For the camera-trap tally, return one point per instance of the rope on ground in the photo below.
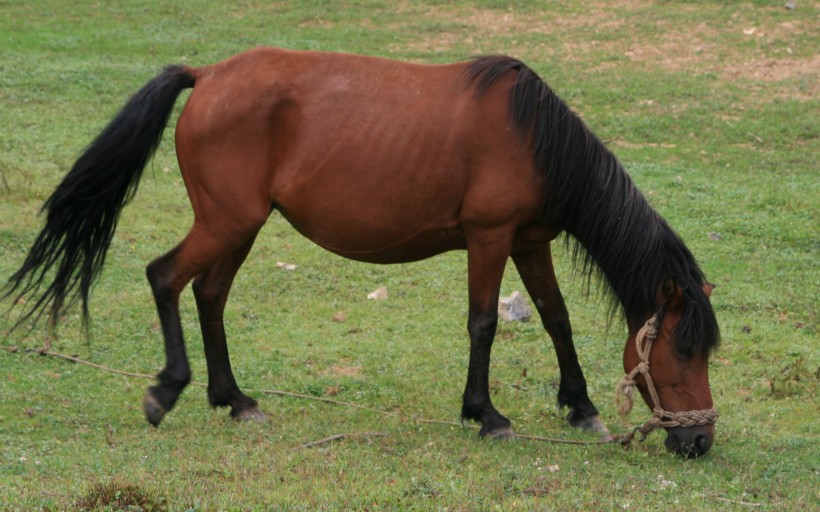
(275, 392)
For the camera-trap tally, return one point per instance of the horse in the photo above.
(386, 162)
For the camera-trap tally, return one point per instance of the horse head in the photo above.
(673, 382)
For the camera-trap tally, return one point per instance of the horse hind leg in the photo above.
(538, 275)
(211, 290)
(168, 275)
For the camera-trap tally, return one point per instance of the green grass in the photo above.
(718, 128)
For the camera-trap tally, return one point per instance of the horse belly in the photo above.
(371, 220)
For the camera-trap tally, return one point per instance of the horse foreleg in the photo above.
(538, 275)
(211, 290)
(486, 256)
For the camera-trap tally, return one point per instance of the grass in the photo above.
(711, 106)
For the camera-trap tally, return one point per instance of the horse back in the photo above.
(371, 158)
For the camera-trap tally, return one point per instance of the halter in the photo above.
(660, 417)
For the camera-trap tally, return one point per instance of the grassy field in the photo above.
(712, 106)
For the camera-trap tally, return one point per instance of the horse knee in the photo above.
(482, 327)
(205, 293)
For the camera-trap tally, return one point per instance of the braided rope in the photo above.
(624, 393)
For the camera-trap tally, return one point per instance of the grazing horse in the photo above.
(385, 162)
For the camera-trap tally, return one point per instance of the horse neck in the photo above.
(620, 237)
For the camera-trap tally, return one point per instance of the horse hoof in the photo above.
(251, 414)
(154, 411)
(594, 424)
(499, 434)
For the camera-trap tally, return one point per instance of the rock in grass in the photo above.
(378, 294)
(514, 308)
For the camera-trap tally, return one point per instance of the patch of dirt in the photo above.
(342, 371)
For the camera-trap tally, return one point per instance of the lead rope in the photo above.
(660, 418)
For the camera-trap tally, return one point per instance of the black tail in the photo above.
(82, 213)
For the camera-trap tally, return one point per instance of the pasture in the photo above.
(711, 106)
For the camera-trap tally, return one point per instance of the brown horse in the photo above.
(384, 162)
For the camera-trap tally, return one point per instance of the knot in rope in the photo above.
(624, 393)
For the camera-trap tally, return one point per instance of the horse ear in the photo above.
(707, 289)
(670, 294)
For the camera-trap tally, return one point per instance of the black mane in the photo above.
(617, 235)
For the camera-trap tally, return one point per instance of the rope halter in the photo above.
(660, 418)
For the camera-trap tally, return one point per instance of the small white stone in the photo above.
(514, 308)
(379, 293)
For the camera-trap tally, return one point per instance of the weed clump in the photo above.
(116, 496)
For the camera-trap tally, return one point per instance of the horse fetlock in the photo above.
(158, 401)
(153, 408)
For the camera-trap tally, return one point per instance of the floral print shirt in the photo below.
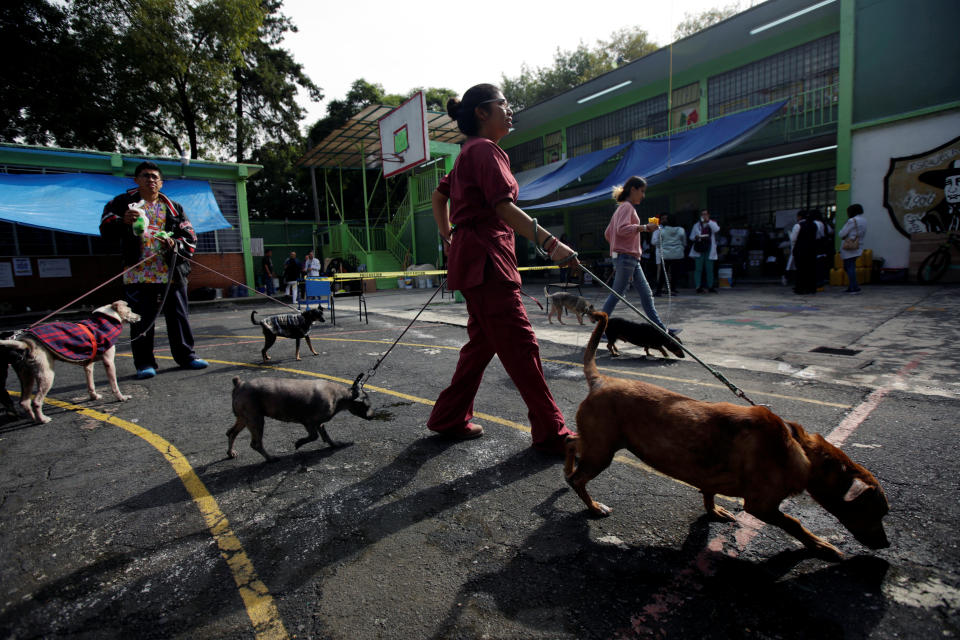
(156, 270)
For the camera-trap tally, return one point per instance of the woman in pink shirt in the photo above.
(623, 234)
(477, 231)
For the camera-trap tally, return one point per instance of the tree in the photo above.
(624, 45)
(692, 23)
(180, 57)
(281, 190)
(266, 87)
(53, 92)
(573, 68)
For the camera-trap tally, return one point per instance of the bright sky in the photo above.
(402, 45)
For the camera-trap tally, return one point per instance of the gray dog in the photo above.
(309, 402)
(557, 302)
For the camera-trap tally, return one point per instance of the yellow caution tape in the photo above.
(364, 275)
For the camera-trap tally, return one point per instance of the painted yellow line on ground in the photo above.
(652, 376)
(267, 624)
(368, 387)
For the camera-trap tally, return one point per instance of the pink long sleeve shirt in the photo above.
(623, 232)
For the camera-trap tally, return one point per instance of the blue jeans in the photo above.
(850, 266)
(700, 262)
(626, 266)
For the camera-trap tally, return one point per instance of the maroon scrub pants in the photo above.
(498, 325)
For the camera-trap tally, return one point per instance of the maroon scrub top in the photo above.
(479, 181)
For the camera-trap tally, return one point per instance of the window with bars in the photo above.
(527, 155)
(753, 205)
(812, 65)
(633, 122)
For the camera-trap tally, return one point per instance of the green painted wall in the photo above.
(757, 50)
(907, 56)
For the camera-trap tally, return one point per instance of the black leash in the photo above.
(737, 391)
(363, 378)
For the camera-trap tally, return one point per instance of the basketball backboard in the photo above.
(404, 136)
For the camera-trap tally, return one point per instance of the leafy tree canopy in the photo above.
(574, 67)
(190, 77)
(694, 22)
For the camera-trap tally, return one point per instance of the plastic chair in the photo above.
(317, 292)
(354, 289)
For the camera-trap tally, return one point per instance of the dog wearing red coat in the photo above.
(81, 343)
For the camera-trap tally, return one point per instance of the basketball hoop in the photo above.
(404, 136)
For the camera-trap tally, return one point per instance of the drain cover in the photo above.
(835, 351)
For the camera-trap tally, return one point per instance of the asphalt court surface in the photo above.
(400, 534)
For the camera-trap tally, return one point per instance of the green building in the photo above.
(872, 103)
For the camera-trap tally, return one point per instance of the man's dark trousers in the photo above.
(144, 299)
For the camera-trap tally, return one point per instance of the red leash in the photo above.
(119, 275)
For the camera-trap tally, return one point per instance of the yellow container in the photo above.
(838, 278)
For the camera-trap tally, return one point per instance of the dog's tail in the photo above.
(590, 370)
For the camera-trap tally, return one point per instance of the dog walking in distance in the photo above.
(312, 403)
(723, 448)
(81, 343)
(560, 301)
(9, 357)
(288, 325)
(641, 335)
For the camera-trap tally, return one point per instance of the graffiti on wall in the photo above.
(922, 192)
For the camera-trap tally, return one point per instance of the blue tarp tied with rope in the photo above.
(570, 171)
(660, 159)
(73, 202)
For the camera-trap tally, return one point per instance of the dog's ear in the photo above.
(355, 389)
(856, 488)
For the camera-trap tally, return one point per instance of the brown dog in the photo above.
(722, 448)
(80, 343)
(557, 302)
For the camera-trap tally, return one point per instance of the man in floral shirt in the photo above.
(155, 239)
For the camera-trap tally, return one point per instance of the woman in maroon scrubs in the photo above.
(482, 265)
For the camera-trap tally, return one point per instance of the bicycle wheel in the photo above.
(934, 266)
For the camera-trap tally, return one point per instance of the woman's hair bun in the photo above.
(453, 108)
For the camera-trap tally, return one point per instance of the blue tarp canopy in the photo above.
(73, 202)
(570, 171)
(659, 159)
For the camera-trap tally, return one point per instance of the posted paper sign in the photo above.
(6, 275)
(53, 267)
(21, 267)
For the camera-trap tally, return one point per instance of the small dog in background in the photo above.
(288, 325)
(309, 402)
(719, 447)
(560, 301)
(81, 343)
(641, 335)
(9, 357)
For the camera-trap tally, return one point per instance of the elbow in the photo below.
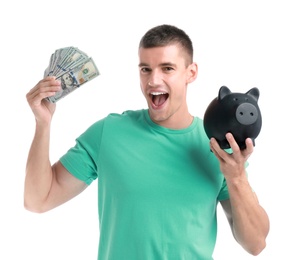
(257, 248)
(33, 207)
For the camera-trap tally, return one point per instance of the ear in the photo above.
(223, 91)
(192, 72)
(254, 92)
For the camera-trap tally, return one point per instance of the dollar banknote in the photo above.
(73, 68)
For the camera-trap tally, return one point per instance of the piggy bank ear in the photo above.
(254, 92)
(223, 91)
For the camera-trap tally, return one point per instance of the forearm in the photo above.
(39, 175)
(250, 221)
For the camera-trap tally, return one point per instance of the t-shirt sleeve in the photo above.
(81, 160)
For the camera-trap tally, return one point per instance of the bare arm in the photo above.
(248, 220)
(46, 186)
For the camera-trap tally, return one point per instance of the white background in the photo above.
(240, 44)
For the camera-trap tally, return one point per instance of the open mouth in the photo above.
(158, 98)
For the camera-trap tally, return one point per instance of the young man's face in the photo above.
(164, 76)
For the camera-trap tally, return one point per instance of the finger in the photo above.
(45, 87)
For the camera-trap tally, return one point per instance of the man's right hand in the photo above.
(43, 109)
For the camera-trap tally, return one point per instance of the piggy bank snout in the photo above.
(247, 114)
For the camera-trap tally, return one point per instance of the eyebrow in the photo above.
(142, 64)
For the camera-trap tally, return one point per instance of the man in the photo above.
(158, 182)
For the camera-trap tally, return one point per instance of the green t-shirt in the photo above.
(158, 188)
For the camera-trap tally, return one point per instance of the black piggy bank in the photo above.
(237, 113)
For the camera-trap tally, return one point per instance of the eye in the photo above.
(168, 69)
(145, 69)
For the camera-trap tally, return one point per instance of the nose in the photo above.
(247, 114)
(155, 79)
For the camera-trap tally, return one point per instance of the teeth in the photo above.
(157, 93)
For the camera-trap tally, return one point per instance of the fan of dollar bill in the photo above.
(73, 68)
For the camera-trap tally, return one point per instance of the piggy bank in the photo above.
(237, 113)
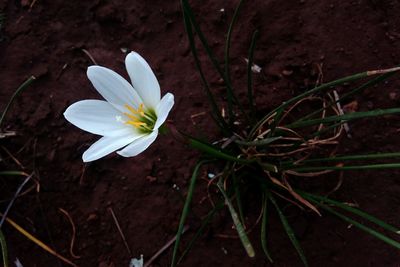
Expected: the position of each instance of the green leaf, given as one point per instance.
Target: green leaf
(348, 208)
(344, 118)
(4, 251)
(250, 74)
(261, 142)
(359, 225)
(204, 224)
(345, 168)
(230, 94)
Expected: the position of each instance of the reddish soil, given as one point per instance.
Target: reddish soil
(46, 38)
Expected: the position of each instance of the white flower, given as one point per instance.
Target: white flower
(131, 115)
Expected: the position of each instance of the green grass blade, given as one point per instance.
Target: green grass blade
(289, 231)
(238, 225)
(345, 96)
(238, 196)
(352, 157)
(359, 225)
(250, 74)
(264, 229)
(355, 211)
(214, 151)
(14, 173)
(4, 251)
(16, 93)
(185, 210)
(344, 118)
(190, 15)
(214, 107)
(346, 168)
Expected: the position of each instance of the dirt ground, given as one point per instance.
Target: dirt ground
(46, 38)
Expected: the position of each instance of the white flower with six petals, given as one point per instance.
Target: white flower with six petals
(132, 114)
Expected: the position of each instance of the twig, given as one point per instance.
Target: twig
(120, 231)
(37, 241)
(167, 245)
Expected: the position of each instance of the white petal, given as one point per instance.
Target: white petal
(143, 79)
(107, 145)
(163, 109)
(97, 117)
(139, 145)
(114, 88)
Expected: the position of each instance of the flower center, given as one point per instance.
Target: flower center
(140, 118)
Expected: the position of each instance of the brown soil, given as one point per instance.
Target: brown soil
(46, 38)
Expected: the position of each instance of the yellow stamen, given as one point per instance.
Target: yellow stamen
(136, 116)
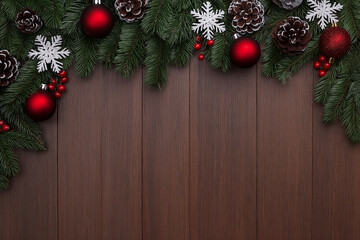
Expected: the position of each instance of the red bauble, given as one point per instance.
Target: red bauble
(334, 42)
(41, 105)
(245, 52)
(97, 21)
(317, 65)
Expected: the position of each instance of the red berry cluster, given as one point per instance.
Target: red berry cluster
(323, 65)
(59, 88)
(198, 47)
(4, 127)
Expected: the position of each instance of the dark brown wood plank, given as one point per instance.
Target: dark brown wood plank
(284, 173)
(79, 166)
(121, 157)
(336, 191)
(29, 209)
(223, 153)
(166, 159)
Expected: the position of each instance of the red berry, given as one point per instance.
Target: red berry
(61, 88)
(322, 58)
(322, 73)
(326, 66)
(210, 42)
(317, 65)
(64, 79)
(62, 74)
(6, 128)
(51, 87)
(58, 94)
(197, 46)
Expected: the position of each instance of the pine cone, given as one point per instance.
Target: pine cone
(288, 4)
(9, 68)
(247, 16)
(27, 21)
(130, 10)
(291, 35)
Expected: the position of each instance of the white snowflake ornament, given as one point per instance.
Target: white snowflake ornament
(209, 22)
(49, 52)
(324, 11)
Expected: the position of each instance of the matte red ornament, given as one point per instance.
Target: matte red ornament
(326, 66)
(317, 65)
(334, 42)
(322, 58)
(197, 46)
(41, 105)
(6, 128)
(97, 21)
(322, 73)
(61, 88)
(51, 87)
(62, 73)
(64, 79)
(210, 43)
(245, 52)
(58, 94)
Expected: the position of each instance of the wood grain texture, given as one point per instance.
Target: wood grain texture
(336, 191)
(80, 158)
(29, 209)
(284, 176)
(121, 157)
(223, 153)
(166, 159)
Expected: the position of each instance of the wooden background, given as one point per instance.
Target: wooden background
(212, 156)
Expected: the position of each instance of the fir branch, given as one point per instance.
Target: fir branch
(156, 62)
(157, 17)
(131, 49)
(108, 47)
(335, 104)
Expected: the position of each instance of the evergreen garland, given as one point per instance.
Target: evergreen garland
(163, 37)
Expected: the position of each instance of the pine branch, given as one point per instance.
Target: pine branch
(131, 49)
(156, 20)
(108, 47)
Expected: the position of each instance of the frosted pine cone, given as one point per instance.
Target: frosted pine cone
(9, 68)
(288, 4)
(247, 16)
(291, 35)
(27, 21)
(130, 10)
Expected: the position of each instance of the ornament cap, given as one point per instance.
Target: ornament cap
(43, 87)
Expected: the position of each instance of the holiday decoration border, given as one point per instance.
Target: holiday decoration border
(162, 38)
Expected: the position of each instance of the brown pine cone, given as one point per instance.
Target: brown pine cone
(247, 16)
(130, 10)
(27, 21)
(291, 35)
(9, 68)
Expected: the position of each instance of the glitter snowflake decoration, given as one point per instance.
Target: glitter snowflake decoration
(324, 11)
(49, 52)
(208, 21)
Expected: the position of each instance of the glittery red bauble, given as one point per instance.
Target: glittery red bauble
(334, 42)
(41, 105)
(97, 21)
(245, 52)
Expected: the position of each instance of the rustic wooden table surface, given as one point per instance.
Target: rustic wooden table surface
(212, 156)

▸ What to do: In the listing above, find the line with "Target: frosted pine cone" and the line with "Expected: the position of each instance of the glitter snowflake"; set down exactly those two lines and every line between them, nothing more.

▸ Result:
Target: frosted pine cone
(9, 68)
(288, 4)
(247, 16)
(291, 35)
(27, 21)
(130, 10)
Expected: the position of each instance of the ornament cap, given as one point per instance.
Target: ornament cap
(43, 87)
Expected: the position of each instance of the holiday decoration border, given as one point per instance.
Target: holiday decoration border
(162, 38)
Expected: the position of each instance of the brown pine cone, given as one point per instance.
Target: brown pine cone
(247, 16)
(130, 10)
(27, 21)
(291, 35)
(9, 68)
Expected: the position of each instance of the glitter snowflake decoration, given as one point per instance.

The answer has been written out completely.